Work request >> Your answer should be one number, the count of lines in the records that carry the string "paper".

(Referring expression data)

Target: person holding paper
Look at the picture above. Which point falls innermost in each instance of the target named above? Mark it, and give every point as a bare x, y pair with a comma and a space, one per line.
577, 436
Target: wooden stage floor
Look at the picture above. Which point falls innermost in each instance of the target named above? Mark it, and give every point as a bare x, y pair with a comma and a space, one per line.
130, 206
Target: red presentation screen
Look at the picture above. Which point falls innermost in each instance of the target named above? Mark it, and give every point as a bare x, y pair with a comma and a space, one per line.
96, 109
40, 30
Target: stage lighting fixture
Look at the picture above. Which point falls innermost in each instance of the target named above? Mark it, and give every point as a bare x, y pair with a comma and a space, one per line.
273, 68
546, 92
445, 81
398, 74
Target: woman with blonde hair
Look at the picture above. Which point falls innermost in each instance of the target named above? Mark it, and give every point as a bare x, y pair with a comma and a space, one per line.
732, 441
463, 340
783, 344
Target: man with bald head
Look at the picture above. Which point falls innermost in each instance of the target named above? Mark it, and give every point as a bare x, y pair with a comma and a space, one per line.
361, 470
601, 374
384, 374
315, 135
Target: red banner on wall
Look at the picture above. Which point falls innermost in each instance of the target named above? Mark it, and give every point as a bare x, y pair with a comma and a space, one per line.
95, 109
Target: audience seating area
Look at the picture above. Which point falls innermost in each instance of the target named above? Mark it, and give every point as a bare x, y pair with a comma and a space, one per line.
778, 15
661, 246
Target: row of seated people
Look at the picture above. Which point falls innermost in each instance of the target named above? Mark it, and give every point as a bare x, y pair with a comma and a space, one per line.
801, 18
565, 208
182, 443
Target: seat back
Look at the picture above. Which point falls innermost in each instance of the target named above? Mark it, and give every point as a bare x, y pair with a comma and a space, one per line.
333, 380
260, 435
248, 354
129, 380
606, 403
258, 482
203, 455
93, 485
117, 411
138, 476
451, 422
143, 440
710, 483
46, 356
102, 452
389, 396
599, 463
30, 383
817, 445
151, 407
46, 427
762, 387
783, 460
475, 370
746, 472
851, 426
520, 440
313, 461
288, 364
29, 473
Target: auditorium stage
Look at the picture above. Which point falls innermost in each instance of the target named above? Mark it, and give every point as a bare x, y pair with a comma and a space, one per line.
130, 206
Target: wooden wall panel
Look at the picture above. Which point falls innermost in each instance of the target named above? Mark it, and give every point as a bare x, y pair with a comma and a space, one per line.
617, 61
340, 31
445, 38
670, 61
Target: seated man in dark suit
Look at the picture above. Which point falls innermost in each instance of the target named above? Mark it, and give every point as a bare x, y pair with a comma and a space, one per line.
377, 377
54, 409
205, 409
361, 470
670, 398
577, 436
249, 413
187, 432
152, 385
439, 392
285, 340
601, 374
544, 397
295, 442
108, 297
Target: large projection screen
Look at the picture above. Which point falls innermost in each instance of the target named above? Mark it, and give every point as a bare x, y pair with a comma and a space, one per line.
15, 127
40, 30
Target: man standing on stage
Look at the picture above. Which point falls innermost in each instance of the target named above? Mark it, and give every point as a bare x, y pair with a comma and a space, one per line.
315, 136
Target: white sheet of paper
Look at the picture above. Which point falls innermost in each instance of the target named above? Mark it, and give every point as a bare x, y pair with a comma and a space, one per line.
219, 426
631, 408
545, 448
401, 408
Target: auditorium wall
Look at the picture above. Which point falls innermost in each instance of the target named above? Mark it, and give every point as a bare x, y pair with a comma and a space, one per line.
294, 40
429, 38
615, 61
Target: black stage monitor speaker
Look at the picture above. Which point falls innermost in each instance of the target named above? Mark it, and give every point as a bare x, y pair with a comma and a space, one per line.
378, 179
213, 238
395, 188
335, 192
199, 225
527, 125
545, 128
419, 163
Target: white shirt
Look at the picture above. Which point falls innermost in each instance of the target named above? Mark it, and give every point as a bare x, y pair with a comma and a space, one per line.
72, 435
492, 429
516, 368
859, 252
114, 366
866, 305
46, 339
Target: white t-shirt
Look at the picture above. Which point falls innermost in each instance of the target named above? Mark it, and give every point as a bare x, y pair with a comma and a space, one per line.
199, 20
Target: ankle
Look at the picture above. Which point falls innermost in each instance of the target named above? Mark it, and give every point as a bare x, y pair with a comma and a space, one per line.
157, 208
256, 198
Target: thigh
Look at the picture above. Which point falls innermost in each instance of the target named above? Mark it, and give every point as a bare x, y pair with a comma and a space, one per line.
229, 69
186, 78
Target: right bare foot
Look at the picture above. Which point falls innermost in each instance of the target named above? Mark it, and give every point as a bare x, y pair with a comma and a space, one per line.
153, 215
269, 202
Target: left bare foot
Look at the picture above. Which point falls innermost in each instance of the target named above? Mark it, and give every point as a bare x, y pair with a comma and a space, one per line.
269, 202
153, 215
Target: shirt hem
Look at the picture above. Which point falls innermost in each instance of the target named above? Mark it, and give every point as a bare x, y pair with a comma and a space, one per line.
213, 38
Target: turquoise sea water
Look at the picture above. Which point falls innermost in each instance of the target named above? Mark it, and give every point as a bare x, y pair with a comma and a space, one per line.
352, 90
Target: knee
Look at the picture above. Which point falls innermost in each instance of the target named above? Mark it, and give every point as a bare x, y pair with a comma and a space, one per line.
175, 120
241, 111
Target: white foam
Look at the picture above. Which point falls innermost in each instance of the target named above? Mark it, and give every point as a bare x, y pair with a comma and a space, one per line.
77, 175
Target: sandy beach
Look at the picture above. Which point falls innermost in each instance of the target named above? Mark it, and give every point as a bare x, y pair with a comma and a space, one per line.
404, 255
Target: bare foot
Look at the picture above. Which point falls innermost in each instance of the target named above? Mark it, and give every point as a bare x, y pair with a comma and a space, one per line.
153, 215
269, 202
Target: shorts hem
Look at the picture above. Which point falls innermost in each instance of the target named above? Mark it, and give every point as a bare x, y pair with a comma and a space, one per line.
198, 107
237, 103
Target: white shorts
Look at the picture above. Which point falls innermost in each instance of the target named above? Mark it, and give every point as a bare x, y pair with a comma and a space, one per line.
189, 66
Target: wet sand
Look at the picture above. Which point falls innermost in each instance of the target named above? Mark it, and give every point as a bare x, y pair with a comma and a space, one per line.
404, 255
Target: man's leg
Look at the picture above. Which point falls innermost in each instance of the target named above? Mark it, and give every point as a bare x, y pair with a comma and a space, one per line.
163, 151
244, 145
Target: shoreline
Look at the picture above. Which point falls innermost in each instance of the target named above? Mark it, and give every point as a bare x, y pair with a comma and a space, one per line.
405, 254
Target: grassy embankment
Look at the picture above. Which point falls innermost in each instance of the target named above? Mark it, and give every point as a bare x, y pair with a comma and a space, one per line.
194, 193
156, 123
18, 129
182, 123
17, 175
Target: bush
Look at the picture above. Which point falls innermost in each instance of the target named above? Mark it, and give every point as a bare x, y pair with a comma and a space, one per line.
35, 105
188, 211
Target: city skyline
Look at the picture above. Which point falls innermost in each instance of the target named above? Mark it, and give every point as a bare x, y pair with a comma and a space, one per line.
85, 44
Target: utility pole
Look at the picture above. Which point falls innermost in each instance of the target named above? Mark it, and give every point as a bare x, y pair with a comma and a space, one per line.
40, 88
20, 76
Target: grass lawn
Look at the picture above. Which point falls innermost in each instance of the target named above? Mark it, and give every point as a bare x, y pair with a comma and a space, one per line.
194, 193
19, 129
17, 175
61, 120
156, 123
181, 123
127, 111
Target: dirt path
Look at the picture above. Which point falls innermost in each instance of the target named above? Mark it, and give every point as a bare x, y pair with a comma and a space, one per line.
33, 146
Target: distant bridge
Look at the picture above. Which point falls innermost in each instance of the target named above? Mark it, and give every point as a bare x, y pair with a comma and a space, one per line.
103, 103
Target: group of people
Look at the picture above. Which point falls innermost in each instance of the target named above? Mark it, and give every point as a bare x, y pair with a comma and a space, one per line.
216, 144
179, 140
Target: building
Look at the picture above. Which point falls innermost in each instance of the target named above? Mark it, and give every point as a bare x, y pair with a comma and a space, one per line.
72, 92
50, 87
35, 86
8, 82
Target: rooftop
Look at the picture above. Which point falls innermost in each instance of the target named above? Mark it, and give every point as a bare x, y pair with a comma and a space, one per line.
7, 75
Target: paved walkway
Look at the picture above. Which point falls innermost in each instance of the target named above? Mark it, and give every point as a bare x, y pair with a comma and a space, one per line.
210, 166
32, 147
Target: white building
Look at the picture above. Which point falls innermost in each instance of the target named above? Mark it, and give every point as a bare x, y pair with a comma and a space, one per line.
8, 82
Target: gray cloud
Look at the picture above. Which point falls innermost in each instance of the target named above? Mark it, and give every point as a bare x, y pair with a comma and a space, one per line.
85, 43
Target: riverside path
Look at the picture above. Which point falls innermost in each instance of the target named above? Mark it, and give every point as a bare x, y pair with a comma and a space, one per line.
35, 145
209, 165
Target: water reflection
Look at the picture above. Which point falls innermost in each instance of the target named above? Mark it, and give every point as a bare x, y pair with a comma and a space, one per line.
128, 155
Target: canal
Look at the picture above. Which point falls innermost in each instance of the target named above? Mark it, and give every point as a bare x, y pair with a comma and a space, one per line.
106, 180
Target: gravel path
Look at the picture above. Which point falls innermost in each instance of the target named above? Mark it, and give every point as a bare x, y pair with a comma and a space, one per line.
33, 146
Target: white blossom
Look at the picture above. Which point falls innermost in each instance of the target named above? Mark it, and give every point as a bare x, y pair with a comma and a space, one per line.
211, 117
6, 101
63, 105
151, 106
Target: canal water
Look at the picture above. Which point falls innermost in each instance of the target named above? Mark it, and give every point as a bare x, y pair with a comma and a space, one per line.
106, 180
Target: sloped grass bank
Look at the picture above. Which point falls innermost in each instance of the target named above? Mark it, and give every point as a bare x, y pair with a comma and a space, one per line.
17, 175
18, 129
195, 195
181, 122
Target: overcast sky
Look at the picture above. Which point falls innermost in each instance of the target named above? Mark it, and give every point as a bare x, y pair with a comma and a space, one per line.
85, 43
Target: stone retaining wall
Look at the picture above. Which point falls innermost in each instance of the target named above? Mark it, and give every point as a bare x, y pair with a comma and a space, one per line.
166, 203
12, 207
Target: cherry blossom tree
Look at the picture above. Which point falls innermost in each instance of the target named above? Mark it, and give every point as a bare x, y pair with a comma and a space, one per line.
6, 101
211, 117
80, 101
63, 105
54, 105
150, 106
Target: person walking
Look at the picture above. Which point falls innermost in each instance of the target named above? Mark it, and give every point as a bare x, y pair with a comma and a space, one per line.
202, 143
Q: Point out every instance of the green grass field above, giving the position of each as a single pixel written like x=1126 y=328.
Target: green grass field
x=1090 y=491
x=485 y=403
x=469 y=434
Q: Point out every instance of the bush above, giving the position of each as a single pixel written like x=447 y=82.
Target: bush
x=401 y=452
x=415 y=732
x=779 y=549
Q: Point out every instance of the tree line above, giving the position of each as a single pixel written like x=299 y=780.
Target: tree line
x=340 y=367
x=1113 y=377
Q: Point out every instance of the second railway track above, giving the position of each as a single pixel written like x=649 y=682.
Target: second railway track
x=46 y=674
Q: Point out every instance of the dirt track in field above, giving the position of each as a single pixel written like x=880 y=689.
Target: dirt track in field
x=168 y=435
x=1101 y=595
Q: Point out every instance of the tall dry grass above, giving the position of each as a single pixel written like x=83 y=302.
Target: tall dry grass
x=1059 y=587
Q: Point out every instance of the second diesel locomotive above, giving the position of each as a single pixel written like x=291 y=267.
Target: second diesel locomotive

Solution to this exercise >> 2